> _PROBLEM TO WORK ON_
Where the records below reach the line containing "positive clicks: (110, 88) (115, 83)", start transcribing, and end with the line containing "box: [243, 192, 294, 200]", exactly and with nothing else added.

*** INFORMATION PROVIDED Section Begins ***

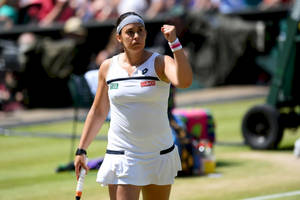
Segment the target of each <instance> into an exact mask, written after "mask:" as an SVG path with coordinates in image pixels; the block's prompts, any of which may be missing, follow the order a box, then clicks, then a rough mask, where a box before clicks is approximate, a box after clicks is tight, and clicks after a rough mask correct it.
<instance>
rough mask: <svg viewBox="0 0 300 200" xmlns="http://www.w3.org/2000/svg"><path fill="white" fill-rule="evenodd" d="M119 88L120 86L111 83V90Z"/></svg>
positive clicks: (110, 88) (115, 83)
mask: <svg viewBox="0 0 300 200" xmlns="http://www.w3.org/2000/svg"><path fill="white" fill-rule="evenodd" d="M118 88H119V84H118V83H111V84H110V85H109V89H110V90H113V89H118Z"/></svg>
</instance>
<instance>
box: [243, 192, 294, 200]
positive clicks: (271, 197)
mask: <svg viewBox="0 0 300 200" xmlns="http://www.w3.org/2000/svg"><path fill="white" fill-rule="evenodd" d="M296 195H300V190H297V191H293V192H285V193H279V194H272V195H266V196H260V197H254V198H248V199H244V200H265V199H276V198H280V197H288V196H296Z"/></svg>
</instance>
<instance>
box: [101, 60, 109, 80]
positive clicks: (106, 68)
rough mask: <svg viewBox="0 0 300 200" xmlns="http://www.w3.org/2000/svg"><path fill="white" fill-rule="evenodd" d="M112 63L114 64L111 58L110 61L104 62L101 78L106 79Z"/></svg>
mask: <svg viewBox="0 0 300 200" xmlns="http://www.w3.org/2000/svg"><path fill="white" fill-rule="evenodd" d="M111 62H112V58H109V59H106V60H104V61H103V63H102V64H101V65H100V69H99V76H100V77H106V75H107V73H108V70H109V67H110V63H111Z"/></svg>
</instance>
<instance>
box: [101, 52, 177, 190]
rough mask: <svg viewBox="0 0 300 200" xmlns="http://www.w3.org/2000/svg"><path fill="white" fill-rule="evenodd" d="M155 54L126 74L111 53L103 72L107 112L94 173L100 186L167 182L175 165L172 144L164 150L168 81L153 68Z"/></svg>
mask: <svg viewBox="0 0 300 200" xmlns="http://www.w3.org/2000/svg"><path fill="white" fill-rule="evenodd" d="M158 55H159V54H157V53H153V54H152V56H150V58H149V59H148V60H147V61H145V62H144V63H143V64H142V65H140V66H138V67H137V68H136V70H135V72H134V73H133V74H132V76H129V75H128V73H127V71H126V70H124V69H123V68H122V67H121V66H120V65H119V61H118V58H119V56H118V55H117V56H114V57H113V58H112V62H111V65H110V67H109V70H108V74H107V77H106V82H107V84H108V87H109V91H108V95H109V100H110V111H111V122H110V128H109V131H108V145H107V149H108V151H107V152H106V154H105V157H104V161H103V163H102V165H101V167H100V169H99V171H98V175H97V182H99V183H100V184H102V185H107V184H132V185H148V184H157V185H167V184H172V183H173V182H174V178H175V176H177V172H178V171H179V170H181V161H180V157H179V154H178V150H177V147H176V146H175V148H174V149H173V148H171V149H170V147H172V146H173V144H174V142H173V141H174V140H173V136H172V133H171V129H170V126H169V120H168V116H167V107H168V97H169V89H170V84H168V83H165V82H163V81H161V80H160V79H159V78H158V76H157V74H156V72H155V67H154V62H155V58H156V57H157V56H158ZM166 149H168V150H167V153H166V152H165V153H162V152H161V151H163V150H166ZM163 152H164V151H163Z"/></svg>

*** INFORMATION PROVIDED Section Ends ***

> _COMPLETED TASK_
positive clicks: (110, 88) (115, 83)
mask: <svg viewBox="0 0 300 200" xmlns="http://www.w3.org/2000/svg"><path fill="white" fill-rule="evenodd" d="M118 88H119V84H118V83H111V84H110V85H109V89H110V90H113V89H118Z"/></svg>
</instance>
<instance>
box: [243, 192, 294, 200]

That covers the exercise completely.